TESTO FORNITO:

In secondo luogo, il tweet di Smotrich sottintende che uno stato palestinese è già stato istituito una volta (a Gaza), il che ha portato al massacro del 7 ottobre, e che quindi accettare di istituire uno stato palestinese in Cisgiordania e a Gaza porterebbe ad altri episodi simili. Anche questa è una menzogna senza fondamento. La Striscia di Gaza di Hamas non è mai stata uno stato indipendente, ma piuttosto un’area autonoma soggetta al controllo israeliano nel modo più assoluto: Israele controllava il registro della popolazione di Gaza e la sua economia, la riforniva di acqua e di elettricità e permetteva, come già detto, un massiccio sostegno finanziario ad Hamas affinché l’organizzazione terroristica palestinese potesse mantenersi e permettere a Israele di sfuggire alle pressioni della comunità internazionale per la creazione di due stati.
Di fatto, la Gaza di Hamas è il cortile di Israele; anche se non è stata creata attivamente da Israele, è stata senza dubbio alimentata come “risorsa” politica, come la definisce Smotrich. Inoltre, anche se Israele ha lanciato di tanto in tanto attacchi militari limitati contro Hamas, il suo approccio di base alla sicurezza di Gaza non è stato un approccio militare, ma piuttosto di polizia, in linea con la situazione di fatto di “Stato unico” che prevale tra il fiume e il mare. Ahimè, è stato questo approccio sbagliato a portare al fallimento del 7 ottobre. Quella che è stata percepita come la necessità più urgente di fornire servizi di polizia ai coloni della Cisgiordania ha fatto sì che il grosso delle truppe della Divisione di Gaza venisse trasferito a garantire le preghiere a Hawara e alle tombe di Giuseppe e Rachele. L’unico modo per sradicare il disastroso approccio “poliziesco” di Israele nei confronti dei palestinesi è dividere la terra tra il fiume e il mare in due stati nazionali, separati e protetti l’uno dall’altro da un confine internazionale concordato tra loro e riconosciuto dalla comunità internazionale. Pertanto, contrariamente alle parole di Smotrich, la spinta per la creazione di uno stato palestinese non è una spinta per il prossimo massacro, ma al contrario, l’unico modo per prevenirlo e garantire la pace e la sicurezza dello Stato di Israele. Questa verità – così come il contributo deliberato di Netanyahu al rafforzamento di Hamas, facendo una scommessa fatale sulla vita dei cittadini israeliani – non è ancora stata interiorizzata dalla maggior parte degli israeliani. Coloro che sostengono la divisione della terra hanno ancora molto lavoro da fare per convincere l’opinione pubblica israeliana. Una cosa che può confortarci, anche in questa fase, è che mentre il paradigma dei due Stati è ancora lontano dal vincere, l’ideologia della Grande Terra di Israele ha già perso”, conclude Dmitry Shumsky.

COMPITI ED ESERCIZI:
A. Secondo il testo fornito, dove è stato trasferito il grosso delle truppe della Divisione di Gaza?
B. Traduci in inglese questa frase del testo fornito: "Coloro che sostengono la divisione della terra hanno ancora molto lavoro da fare per convincere l’opinione pubblica israeliana."

DATI MOSTRATI:
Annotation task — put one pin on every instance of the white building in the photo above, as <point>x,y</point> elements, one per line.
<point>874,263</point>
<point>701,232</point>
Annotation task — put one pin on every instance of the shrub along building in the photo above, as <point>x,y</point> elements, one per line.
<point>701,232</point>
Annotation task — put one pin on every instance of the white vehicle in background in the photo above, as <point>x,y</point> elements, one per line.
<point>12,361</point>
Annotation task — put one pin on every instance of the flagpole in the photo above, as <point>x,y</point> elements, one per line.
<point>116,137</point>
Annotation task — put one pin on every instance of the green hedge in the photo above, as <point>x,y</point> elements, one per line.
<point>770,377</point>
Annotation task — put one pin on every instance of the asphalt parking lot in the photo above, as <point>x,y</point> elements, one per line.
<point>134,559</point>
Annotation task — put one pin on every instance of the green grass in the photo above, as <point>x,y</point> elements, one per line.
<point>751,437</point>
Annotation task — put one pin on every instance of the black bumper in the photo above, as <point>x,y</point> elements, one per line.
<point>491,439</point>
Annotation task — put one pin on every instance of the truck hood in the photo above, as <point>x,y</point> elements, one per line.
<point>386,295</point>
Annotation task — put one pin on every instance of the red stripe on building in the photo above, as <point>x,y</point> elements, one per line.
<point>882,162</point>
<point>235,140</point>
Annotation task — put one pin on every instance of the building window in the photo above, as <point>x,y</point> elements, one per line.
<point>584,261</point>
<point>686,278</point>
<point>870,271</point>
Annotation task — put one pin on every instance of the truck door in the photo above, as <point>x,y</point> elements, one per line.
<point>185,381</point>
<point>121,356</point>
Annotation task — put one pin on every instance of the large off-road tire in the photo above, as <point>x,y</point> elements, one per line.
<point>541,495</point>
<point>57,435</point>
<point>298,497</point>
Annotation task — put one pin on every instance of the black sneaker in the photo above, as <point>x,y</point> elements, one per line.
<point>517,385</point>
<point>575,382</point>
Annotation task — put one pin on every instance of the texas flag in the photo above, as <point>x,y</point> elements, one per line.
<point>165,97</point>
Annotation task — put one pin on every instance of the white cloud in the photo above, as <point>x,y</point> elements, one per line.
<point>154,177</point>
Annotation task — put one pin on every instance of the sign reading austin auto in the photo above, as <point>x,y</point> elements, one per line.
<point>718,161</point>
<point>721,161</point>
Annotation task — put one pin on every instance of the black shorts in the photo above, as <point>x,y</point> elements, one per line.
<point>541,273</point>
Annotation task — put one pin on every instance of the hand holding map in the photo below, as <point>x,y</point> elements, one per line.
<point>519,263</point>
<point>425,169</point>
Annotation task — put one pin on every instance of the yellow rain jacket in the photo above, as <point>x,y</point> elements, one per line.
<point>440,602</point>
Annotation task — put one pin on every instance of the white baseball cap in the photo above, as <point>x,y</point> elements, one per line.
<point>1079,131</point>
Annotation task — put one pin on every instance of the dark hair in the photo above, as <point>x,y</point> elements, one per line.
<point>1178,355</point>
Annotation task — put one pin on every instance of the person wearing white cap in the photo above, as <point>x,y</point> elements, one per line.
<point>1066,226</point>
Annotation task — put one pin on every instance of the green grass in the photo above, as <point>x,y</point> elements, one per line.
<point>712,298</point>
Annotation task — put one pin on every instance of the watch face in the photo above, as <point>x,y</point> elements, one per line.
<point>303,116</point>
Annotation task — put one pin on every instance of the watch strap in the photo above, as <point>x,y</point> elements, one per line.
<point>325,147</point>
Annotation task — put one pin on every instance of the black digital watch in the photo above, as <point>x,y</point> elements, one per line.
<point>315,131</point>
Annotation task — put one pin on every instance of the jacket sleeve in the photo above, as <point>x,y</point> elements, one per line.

RISPOSTE:
A. È stato trasferito a garantire le preghiere a Hawara e alle tombe di Giuseppe e Rachele.

B. Those who support dividing the land still have a lot of work to do to convince the Israeli public.